**À COMPLÉTER:**
1. Répondez d'après la chronique de l'album Crystalline Exhaustion :
(a) Qui s'occupe de la plupart des voix ?
(b) Qui joue de la batterie ?
(c) Sur quels morceaux Nicholas McMaster revient-il au micro ?
2. Redonnez tel quel le passage de la chronique de Crystalline Exhaustion, de « Un renouvellement assumé » à « cheaps et enivrants). ».
3. Prolongez la chronique de l'album Crystalline Exhaustion de Krallice après sa dernière phrase.

**CHRONIQUE:**

=-=-=

Non,
Demonic Wealth n’était pas qu’un coup de chance. Certes aidé par des circonstances peu simples sur le papier (des conditions d’enregistrement marquées par l’éloignement et le manque de matériel) ayant permis de créer une œuvre à-part où l’ombre de Lurker of Chalice surplombait le style particulier des Ricains, Krallice semble bien avoir renoué durablement avec l’inspiration qui lui manquait depuis
Ygg Huur, stoppant l’enchaînement de sorties se reposant sur un savoir-faire technique sans regarder au-delà.
On avait pourtant quelques indices sur les possibilités d’un renouvellement de leur black metal à la fois technique et atmosphérique sur certains de leurs disques, autrefois vus comme mineurs et aujourd’hui se percevant comme une tangente devenue ligne principale : l’EP
Hyperion où Krallice se laissait aller à des riffs plus mélodiques sans abandonner les ambiances, une filiation avec certaines créations de Blut Aus Nord s’affichant davantage (un sentiment qui explose sur
Crystalline Exhaustion tant on pense ici aux Memoria Vetusta, voire au side-project de Vindsval The Eye), ainsi que le lo-fi
Go Be Forgotten et ses claviers entêtants.
Un renouvellement assumé et exploré avec une envie évoquant l’énergie qui guidait la bande de Colin Marston à ses débuts.
Crystalline Exhaustion paraît réfléchi de bout en bout, ne tombe jamais dans ce sentiment d’album trop vite pensé et composé qui a pu handicaper Krallice, cet entité extrêmement douée mais par moments trop pressée, oubliant que deux ou trois bonnes idées ne suffisent pas à faire un bon album. Même si l’on retrouve ici ce talent pour créer des riffs mémorables (ne serait-ce que sur « Frost » à trois minutes vingt-cinq ou encore le début de « Dismal Entity »), c’est bien l’impression d’entrer dans un univers particulier qui marque ce black metal de moins en moins post et de plus en plus variation de l’ancien, froid, mordant et labyrinthique, contemporain tout en vénérant la magie de jadis (ces claviers, cheaps et enivrants).
Ainsi, les cinq premiers morceaux de
Crystalline Exhaustion sont d’un grand équilibre, entre instants incisifs (les guitares au bord de la folie de « Heathen Swill ») et contemplation épique proche d’une exploration de terres de science-fiction, sauvages et aliens. Si Mick Barr continue de s’occuper de la majorité des voix, ses cris stridents personnifiant une fois encore les habitants de ces planètes, le retour de Nicholas McMaster au micro sur « Telos » et « Archlights » ne gâche en rien l’écoute, ses grognements gutturaux narrant également les mêmes expéditions au sein de mondes étranges, calcaires, faits de minéraux xénomorphes. La production, vaporeuse sans éteindre l’abrasivité et la virulence de certains instruments – Lev Weinstein est toujours aussi épatant à la batterie – appuie encore un peu plus cette sensation de retrouver un Krallice plus cohérent et moins bordélique qu’auparavant.

=-=-=

**DONNÉES AFFICHÉES:**
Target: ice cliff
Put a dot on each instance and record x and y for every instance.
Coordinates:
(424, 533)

=-=-=

**CORRIGÉ:**
1.
(a) Mick Barr
(b) Lev Weinstein
(c) « Telos » et « Archlights »

2.
Un renouvellement assumé et exploré avec une envie évoquant l’énergie qui guidait la bande de Colin Marston à ses débuts.
Crystalline Exhaustion paraît réfléchi de bout en bout, ne tombe jamais dans ce sentiment d’album trop vite pensé et composé qui a pu handicaper Krallice, cet entité extrêmement douée mais par moments trop pressée, oubliant que deux ou trois bonnes idées ne suffisent pas à faire un bon album. Même si l’on retrouve ici ce talent pour créer des riffs mémorables (ne serait-ce que sur « Frost » à trois minutes vingt-cinq ou encore le début de « Dismal Entity »), c’est bien l’impression d’entrer dans un univers particulier qui marque ce black metal de moins en moins post et de plus en plus variation de l’ancien, froid, mordant et labyrinthique, contemporain tout en vénérant la magie de jadis (ces claviers, cheaps et enivrants).

3.
Les plus attentifs auront remarqué que je n’ai pas parlé jusque-là du final qui donne son nom à l’album, à la fois première qualité de
Crystalline Exhaustion et révélateur de défauts qui marquent encore ce groupe incroyable bien que toujours un brin frustrant qu’est Krallice. En effet, le petit quart d’heure qui compose ce titre est si beau, si réussi dans son parti-pris atmosphérique qu’il fait regretter d’être le seul moment où les Ricains font définitivement des claviers de Colin Marston l’élément principal de cette nouvelle version de leur son. Aussi apaisant qu’intense, ce morceau est à la hauteur de son nom, pur, cristallin, vitreux et lumineux avec, en fond, une hostilité qui fait rêver à une terre à la fois merveilleuse et inhospitalière. Pour quelqu’un qui craignait que
Demonic Wealth ne soit qu’un majestueux intrus, il montre que Krallice possède bien une nouvelle identité délicieuse, même en renouant avec des méthodes d’enregistrement et de production plus classiques. De quoi voir en les compositions le précédant des croquis préparatoires et ce, malgré leurs qualités intrinsèques.
Crystalline Exhaustion est donc une confirmation d’un retour en grâce de Krallice, cette formation sur laquelle j’avais tiré un trait pour finalement retomber sous son charme. Marqué par quelques baisses, la première étant due à un très-haut abaissant le reste, il reste une œuvre indispensable pour qui aime un black metal personnel et travaillé, l’imagination trouvant dans la stimulation une source où s’alimenter. Espérons que cela dure !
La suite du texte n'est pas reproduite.